Did u get a chance to use it? I am thinking of getting one online and was wondering how accurate it is.

Thanks,
Arvind


----------



## Mycrossover (Dec 29, 2017)

What's wrong with making a guide block by drilling a thick piece of wood on the DP (3/4"?) to get the bench dog hole going straight. It seems a lot less complicated than that hand drill press. I had a similar one many years ago. I think it held the drill with a cable clamp. It rought back memories. I haven't seen one of those in years. The drawback is the shallow throat; mostly good for small stuff.

Sent from my SM-G900V using Tapatalk


----------



## Duane Bledsoe (Jan 6, 2013)

Here’s what I did for a portable handheld “drill press”. It can be done for any size bit and a stop collar.


----------



## Mycrossover (Dec 29, 2017)

Duane Bledsoe said:


> Here’s what I did for a portable handheld “drill press”. It can be done for any size bit and a stop collar.


I just leave out the side pieces and use a piece of masking tape for a depth indicator. I position the bit on the work while holding up the guide block, slide the block down and drill. It leves more usable bit length this way. For a lot of holes , I have one of those drill guides that is sort of a drill press. It is a base and two posts and a sliding bar with a chuck in a bearing. You tighten you hand drill on the back of the chuck.

Sent from my SM-G900V using Tapatalk


----------

################

* PROBLEM A:
In the forum thread, list each component of the drill guide that the last post describes as "sort of a drill press."
* PROBLEM B:
Reproduce the forum thread between "What's wrong with" and "(Jan 6, 2013)", inclusive.
The listing that comes next has no connection to the forum thread.

################

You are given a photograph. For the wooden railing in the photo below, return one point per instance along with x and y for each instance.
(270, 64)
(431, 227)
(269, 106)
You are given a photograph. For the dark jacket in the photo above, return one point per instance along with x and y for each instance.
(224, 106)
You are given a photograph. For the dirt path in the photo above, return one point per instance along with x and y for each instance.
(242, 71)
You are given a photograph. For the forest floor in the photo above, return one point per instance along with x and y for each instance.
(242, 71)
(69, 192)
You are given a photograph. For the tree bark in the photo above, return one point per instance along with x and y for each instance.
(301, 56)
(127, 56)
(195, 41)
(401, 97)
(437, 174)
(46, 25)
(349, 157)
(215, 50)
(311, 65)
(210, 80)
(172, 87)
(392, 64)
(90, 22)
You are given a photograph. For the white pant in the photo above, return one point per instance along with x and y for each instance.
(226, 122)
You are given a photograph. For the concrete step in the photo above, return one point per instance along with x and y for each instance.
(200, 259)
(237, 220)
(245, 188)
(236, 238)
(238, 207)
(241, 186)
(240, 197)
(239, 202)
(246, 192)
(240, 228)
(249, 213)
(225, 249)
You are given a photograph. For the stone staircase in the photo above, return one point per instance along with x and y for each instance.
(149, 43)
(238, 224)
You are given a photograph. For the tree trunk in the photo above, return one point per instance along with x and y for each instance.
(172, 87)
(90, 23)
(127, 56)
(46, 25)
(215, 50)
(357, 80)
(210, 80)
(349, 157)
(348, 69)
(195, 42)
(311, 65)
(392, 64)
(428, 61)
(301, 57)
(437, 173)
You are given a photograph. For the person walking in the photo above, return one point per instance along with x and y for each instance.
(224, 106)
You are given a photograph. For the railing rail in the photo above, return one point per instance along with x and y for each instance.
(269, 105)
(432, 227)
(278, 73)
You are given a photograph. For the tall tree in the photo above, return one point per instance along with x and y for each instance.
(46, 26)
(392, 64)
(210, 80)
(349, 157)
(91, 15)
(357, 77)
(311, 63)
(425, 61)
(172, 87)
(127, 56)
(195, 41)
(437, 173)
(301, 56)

################

* EXPECTED OUTPUT A:
- a base
- two posts
- a sliding bar
- a chuck
- a bearing

* EXPECTED OUTPUT B:
What's wrong with making a guide block by drilling a thick piece of wood on the DP (3/4"?) to get the bench dog hole going straight. It seems a lot less complicated than that hand drill press. I had a similar one many years ago. I think it held the drill with a cable clamp. It rought back memories. I haven't seen one of those in years. The drawback is the shallow throat; mostly good for small stuff.

Sent from my SM-G900V using Tapatalk


----------



## Duane Bledsoe (Jan 6, 2013)